#### Description of the task
Go through the lines below and copy each one that holds the string "query".

────────────────────────────────────────

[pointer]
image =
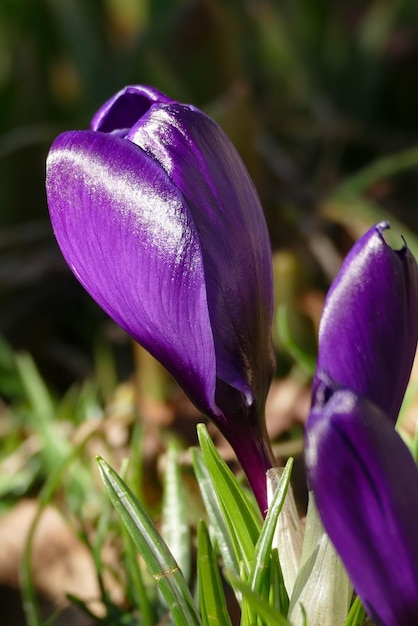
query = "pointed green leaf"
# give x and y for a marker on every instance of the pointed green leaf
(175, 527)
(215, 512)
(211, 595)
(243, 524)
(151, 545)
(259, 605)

────────────────────────────────────────

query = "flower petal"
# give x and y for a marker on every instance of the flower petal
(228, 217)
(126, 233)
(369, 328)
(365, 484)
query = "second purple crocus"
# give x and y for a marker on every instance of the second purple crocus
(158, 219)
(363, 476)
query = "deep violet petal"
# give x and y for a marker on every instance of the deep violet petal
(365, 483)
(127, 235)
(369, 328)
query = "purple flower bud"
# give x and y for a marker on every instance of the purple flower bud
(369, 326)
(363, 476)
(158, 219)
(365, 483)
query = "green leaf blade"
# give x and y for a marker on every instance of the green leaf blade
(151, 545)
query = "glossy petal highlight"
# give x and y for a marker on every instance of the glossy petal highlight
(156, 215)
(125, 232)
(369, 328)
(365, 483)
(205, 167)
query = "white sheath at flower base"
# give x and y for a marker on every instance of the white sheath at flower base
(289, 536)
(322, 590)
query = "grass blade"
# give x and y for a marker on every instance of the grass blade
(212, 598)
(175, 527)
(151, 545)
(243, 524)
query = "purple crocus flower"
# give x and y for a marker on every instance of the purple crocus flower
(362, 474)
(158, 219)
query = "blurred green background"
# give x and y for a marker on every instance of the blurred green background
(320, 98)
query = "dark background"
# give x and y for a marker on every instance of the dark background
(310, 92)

────────────────────────────────────────

#### Written response
query = "pointed green leaf"
query = "flower petal"
query = "second purple crocus"
query = "deep violet petal"
query = "purple flower bud"
query = "green leaf blade"
query = "glossy petal highlight"
query = "white sheath at flower base"
query = "grass blade"
query = "purple crocus flower"
query = "blurred green background"
query = "dark background"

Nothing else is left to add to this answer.